What you have to do: The complete listing goes into the output exactly, without its pictures.

+===+

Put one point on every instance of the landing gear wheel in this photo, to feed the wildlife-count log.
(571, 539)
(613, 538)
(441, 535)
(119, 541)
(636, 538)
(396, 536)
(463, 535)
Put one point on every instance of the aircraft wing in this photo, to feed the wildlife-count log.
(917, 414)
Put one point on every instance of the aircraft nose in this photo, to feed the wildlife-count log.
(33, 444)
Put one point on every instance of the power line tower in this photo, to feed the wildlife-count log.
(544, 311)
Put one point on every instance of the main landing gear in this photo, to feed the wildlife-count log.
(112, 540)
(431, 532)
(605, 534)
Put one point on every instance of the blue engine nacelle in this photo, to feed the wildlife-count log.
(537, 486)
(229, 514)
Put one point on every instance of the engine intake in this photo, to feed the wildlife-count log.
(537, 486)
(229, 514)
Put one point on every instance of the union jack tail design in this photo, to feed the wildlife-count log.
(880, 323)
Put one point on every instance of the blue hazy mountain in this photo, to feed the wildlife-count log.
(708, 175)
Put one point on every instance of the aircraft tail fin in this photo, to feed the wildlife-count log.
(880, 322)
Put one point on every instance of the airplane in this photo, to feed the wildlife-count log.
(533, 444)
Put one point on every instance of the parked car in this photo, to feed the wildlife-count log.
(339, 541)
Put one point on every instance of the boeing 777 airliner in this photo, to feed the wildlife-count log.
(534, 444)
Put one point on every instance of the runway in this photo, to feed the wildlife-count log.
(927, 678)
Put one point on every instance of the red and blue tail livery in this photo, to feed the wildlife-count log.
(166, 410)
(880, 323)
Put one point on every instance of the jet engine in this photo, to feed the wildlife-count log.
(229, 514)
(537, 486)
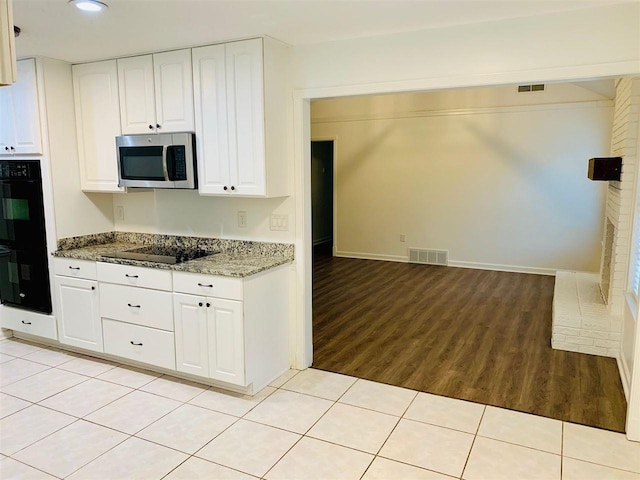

+===+

Your response:
Put one point on every instance of the landing gear wheel in this photo, to feed the wildlife-count log.
(571, 539)
(613, 538)
(441, 535)
(119, 541)
(636, 538)
(396, 536)
(463, 535)
Put one point on every instance of the aircraft wing in this photo, to feed the wildlife-count log.
(917, 414)
Put one point on every instance of the aircraft nose in this photo, to feed the wildlife-count log.
(33, 444)
Put one point on every instance of the power line tower in this photo, to feed the wildlife-count log.
(544, 311)
Put one point on every instance of the main landing gear in this photo, to feed the wildlife-count log.
(112, 540)
(431, 532)
(605, 534)
Put one point on every instance of the blue engine nacelle in this photo, to feed the wildlife-count log.
(537, 486)
(229, 514)
Put one point on every instance of the engine intake in this photo, to feed the wildlife-count log.
(537, 486)
(229, 514)
Put one point on every instance of the union jack tail design in this photo, to feed the wildlife-count log.
(880, 323)
Put one point on every instance of the blue hazy mountain in this photo, to feed the wildlife-count log.
(708, 175)
Put one point on every instance of the aircraft tail fin in this photo, to feed the wildlife-count log.
(880, 322)
Put one point on every instance of the airplane in this photo, to feed the wildlife-count log.
(533, 444)
Put one point on every instance of the parked car in this photo, to feed the wildlife-count log.
(339, 541)
Put one point on every instance of the boeing 777 airliner in this photo, to feed the wildlife-count log.
(534, 444)
Put one point on every instance of the runway in this photo, to feed the wildlife-count log.
(927, 678)
Put one point on every instance of the red and blue tail livery in this photo, to feed the wildlife-count log.
(166, 410)
(880, 323)
Put one point on every instance of the jet engine in this photo, to feed the wildlife-count log.
(229, 514)
(537, 486)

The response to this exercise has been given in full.